*GIVEN PASSAGE*:

*****

As Goliath, Facebook Targets the Wrong David

Facebook won an important skirmish in the privacy wars this week. That is one way, at least, to read the news that the social-networking startup successfully forced Pete Warden, a tech entrepreneur and former Apple engineer, to delete a data set culled from Facebook's public profile pages. Warden had spent several months and tens of thousands of dollars crawling the public pages and collecting data on individuals—their location, fan pages, and a sampling of their friendships. Warden planned to release the data to a select group of academics, who wanted to use it to study how social networks affect disease transmission or unemployment. When Facebook threatened to sue, Warden agreed to delete the whole thing. And thus Facebook beat back one of the hacker-barbarians at the gate.

Of course, there is another way to read this: that this is more about PR than privacy. Facebook was once the dorm-room project of Mark Zuckerberg, who hacked into university IT systems to expand his popular project; now it's a major corporation, valued by some at $14 billion and eyeing an IPO. Warden and his data set threatened to embarrass the company, which is no stranger to privacy-related PR nightmares. (See: Beacon.) Facebook's lawyers acted accordingly. David has grown into Goliath and is sending cease-and-desist letter to anyone with a slingshot.

The second storyline seems more plausible. Of course, it's true that there are massive privacy implications whenever someone collects a dataset including lots of personal information. During an interview in New York City in February, Warden admitted that one of the first things he did after compiling the data was delete the information from Iran. Why? He didn't want to give President Mahmoud Ahmadinejad's security snoops a ready-made tool for discovering which Iranians had, say, joined the fan page of opposition candidate Mir Hossein Mousavi. The snoops could have found the same information on their own quite easily—all it takes is a Google search—but there is power in aggregation, and Warden didn't want to unintentionally aid a cruel and indiscriminate regime. Moreover, before releasing the rest of the data set to a carefully vetted group of academics, Warden planned to delete identifying information like names—to "anonymize" it, as programmers say. But a well-publicized 2008 research paper by computer scientists at the University of Texas at Austin showed that it's next to impossible to scrub data totally clean. They successfully "de-anonymized" parts of a huge data set of customers' movie ratings released by Netflix.

*****

*GIVEN RECORDS*:
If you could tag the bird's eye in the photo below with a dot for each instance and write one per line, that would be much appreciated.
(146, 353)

*****

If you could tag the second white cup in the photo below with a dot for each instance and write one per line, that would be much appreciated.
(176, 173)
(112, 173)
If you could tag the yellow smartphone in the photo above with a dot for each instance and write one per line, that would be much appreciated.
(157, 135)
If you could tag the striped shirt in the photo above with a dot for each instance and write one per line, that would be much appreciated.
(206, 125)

*****

*EXERCISE OBJECTIVE*: Please translate this sentence from the Facebook article into Spanish: "When Facebook threatened to sue, Warden agreed to delete the whole thing." The records come from a different source than the Facebook article.

*THE COMPLETED TASK*: Cuando Facebook amenazó con demandar, Warden aceptó borrarlo todo.